### WHAT IS REQUIRED
Can you reproduce the data beginning at the line that has "Given the image above, the model predicts where the sidewalk" and stopping after the line that has "[[150, 205, 162, 221]]"? Copy every line in that range, but shift each box coordinate in the answer arrays up by 4.

### LISTED ENTRIES

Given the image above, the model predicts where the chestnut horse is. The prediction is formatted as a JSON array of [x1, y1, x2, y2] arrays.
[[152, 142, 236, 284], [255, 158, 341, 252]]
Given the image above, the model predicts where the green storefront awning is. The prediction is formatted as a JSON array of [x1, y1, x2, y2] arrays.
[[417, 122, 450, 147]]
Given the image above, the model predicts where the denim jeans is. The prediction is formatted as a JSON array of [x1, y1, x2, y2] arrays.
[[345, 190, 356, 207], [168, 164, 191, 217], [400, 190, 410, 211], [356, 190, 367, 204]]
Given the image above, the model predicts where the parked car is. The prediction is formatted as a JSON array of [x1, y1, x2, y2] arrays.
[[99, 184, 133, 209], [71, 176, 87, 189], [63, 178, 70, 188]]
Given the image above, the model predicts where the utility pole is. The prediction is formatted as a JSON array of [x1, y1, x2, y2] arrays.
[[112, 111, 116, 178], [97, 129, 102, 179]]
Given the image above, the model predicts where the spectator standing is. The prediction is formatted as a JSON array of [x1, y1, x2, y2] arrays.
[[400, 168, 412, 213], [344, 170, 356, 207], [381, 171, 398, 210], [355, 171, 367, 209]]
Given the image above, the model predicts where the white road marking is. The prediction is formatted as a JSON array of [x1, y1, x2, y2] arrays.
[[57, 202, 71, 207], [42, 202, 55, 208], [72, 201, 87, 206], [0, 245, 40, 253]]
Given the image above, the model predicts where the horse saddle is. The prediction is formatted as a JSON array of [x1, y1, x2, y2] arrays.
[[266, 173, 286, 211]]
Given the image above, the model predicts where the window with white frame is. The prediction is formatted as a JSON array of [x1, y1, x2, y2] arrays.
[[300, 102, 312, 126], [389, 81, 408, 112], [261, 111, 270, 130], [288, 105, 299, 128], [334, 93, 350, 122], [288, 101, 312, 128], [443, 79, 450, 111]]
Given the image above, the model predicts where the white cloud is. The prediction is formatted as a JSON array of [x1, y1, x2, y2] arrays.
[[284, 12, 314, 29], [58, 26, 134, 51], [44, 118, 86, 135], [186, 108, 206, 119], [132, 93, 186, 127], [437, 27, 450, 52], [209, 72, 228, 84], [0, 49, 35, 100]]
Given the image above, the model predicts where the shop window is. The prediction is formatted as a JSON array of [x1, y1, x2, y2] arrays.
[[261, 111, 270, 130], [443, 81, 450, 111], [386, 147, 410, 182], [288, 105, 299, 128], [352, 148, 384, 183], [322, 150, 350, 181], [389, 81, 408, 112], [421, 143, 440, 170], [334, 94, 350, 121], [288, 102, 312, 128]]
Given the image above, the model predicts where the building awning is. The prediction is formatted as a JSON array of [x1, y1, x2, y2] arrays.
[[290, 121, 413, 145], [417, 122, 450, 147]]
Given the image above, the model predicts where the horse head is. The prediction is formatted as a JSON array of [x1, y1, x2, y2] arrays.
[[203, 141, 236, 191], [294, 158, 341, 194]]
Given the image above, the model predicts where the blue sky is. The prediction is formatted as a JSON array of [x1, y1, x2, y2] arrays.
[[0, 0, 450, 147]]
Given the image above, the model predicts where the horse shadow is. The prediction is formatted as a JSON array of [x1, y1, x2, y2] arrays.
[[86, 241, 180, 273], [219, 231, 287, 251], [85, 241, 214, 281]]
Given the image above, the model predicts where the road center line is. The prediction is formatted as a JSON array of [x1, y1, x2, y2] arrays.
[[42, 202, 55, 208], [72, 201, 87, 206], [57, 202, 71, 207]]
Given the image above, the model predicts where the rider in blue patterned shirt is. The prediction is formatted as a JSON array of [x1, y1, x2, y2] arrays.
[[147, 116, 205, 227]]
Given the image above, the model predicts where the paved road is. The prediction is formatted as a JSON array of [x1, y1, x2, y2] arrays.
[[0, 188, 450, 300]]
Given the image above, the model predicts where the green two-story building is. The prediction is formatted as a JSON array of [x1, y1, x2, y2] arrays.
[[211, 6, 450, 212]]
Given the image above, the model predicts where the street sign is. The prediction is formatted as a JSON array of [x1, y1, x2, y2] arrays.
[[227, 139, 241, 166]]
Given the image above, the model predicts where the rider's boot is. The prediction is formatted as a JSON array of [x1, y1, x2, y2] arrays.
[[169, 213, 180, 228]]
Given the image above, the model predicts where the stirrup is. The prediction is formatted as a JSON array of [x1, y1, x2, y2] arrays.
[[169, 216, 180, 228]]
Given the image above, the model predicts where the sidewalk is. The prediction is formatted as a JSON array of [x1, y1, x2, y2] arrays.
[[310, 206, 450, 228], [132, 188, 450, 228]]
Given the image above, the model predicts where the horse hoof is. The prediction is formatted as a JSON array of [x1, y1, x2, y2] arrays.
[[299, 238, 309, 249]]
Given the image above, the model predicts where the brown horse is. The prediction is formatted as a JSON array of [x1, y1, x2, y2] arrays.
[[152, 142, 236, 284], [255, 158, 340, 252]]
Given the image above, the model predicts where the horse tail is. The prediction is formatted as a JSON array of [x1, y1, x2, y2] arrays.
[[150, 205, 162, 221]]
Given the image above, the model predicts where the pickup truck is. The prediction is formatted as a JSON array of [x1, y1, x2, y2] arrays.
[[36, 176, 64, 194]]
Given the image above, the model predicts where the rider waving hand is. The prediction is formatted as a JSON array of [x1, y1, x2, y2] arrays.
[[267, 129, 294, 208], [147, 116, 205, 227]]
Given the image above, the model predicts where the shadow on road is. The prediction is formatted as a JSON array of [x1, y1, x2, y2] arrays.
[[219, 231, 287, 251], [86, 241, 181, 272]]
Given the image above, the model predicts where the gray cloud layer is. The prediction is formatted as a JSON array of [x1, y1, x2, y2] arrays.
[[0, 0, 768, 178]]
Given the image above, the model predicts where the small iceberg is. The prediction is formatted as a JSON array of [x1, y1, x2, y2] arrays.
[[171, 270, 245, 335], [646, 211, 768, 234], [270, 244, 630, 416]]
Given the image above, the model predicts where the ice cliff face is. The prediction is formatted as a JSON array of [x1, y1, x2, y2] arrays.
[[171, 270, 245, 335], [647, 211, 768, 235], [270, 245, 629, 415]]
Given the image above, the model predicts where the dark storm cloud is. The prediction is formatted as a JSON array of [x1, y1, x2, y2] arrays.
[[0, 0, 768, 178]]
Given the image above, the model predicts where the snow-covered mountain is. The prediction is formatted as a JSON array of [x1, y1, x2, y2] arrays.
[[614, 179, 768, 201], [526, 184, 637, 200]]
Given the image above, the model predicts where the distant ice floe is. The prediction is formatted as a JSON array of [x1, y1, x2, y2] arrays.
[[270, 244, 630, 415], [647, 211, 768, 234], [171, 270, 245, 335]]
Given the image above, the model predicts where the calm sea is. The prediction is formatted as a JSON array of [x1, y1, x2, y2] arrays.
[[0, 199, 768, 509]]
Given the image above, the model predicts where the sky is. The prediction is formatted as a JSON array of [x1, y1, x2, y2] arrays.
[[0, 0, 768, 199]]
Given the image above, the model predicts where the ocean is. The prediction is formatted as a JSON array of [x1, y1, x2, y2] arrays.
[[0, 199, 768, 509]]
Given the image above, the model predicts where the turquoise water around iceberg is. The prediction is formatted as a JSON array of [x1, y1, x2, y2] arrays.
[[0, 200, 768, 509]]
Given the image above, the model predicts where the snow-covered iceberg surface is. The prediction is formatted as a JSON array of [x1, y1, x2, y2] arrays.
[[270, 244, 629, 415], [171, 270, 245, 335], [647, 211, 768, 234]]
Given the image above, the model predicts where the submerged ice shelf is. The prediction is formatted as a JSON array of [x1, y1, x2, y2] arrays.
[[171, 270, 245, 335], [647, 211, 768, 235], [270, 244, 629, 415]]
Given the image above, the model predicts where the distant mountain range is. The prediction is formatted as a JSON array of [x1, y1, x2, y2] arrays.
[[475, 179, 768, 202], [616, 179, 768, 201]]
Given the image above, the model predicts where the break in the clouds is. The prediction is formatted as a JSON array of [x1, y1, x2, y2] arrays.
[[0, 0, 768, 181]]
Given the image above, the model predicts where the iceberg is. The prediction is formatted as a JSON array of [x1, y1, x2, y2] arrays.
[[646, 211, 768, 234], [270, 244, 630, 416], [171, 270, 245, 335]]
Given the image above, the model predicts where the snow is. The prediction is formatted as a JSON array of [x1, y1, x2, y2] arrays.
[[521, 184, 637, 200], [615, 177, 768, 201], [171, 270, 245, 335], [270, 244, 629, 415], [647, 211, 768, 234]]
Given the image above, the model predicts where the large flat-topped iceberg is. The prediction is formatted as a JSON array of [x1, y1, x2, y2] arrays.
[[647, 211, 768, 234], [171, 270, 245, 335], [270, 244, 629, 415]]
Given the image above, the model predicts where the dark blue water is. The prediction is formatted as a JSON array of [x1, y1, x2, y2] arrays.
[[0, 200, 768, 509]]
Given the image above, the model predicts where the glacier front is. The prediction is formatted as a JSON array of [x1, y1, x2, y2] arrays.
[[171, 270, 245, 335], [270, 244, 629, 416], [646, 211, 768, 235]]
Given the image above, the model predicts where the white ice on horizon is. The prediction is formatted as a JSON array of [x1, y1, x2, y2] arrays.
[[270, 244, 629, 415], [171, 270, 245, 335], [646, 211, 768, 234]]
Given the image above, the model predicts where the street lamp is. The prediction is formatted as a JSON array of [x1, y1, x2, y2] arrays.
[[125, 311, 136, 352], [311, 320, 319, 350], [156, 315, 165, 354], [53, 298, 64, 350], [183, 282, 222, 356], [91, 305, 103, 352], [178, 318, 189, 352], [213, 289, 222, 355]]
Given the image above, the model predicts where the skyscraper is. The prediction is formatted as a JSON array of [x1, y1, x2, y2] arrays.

### SOLVED EXERCISE
Given the image above, the model predicts where the sidewalk is. The prediction is formatted as a JSON array of [x1, y1, x2, y2] arrays.
[[314, 210, 454, 232], [136, 192, 454, 232]]
Given the image above, the model predicts where the horse hoof is. The prediction is formatted as a JSON array of [x1, y1, x2, y2] arrays.
[[303, 242, 313, 253]]
Given the image above, the model predicts where the brown horse is. The prediction is formatted as a JSON array of [x1, y1, x2, y2] arrays.
[[156, 146, 240, 288], [259, 162, 344, 256]]
Given the image above, the model predicts where the horse tail is. The prediction is formatted as a JSON array of [x1, y1, x2, y2] arrays.
[[154, 209, 166, 225]]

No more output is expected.